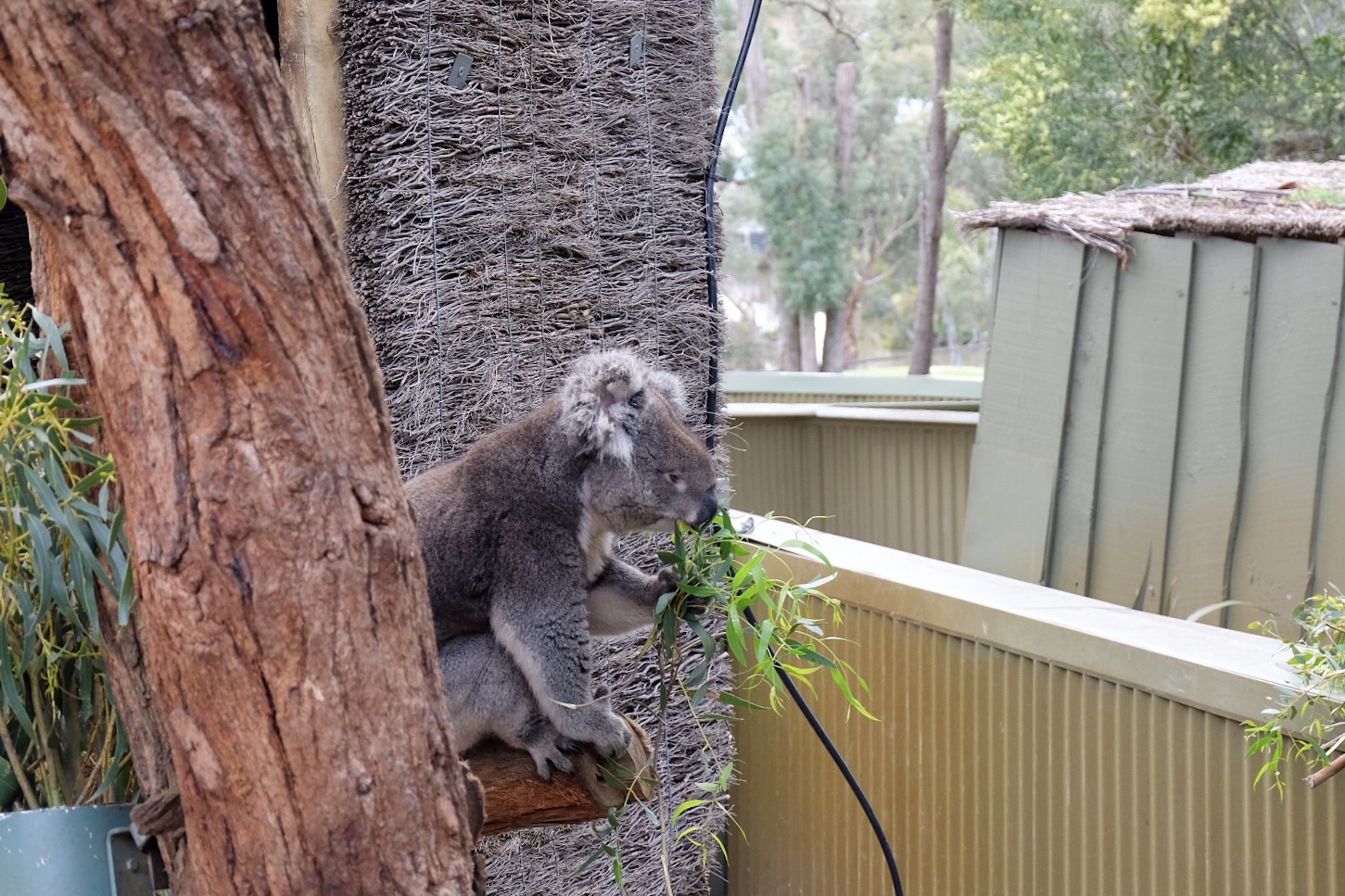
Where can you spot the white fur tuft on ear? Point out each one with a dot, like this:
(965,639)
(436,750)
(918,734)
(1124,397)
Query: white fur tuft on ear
(596,410)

▸ Directions
Return every entry above exactly. Pictures stay out.

▸ Exercise result
Where can you spot the white fur tuft on ear? Point out each one with a dot, like this:
(965,639)
(436,750)
(918,734)
(1124,397)
Query: white fur tuft on ear
(596,410)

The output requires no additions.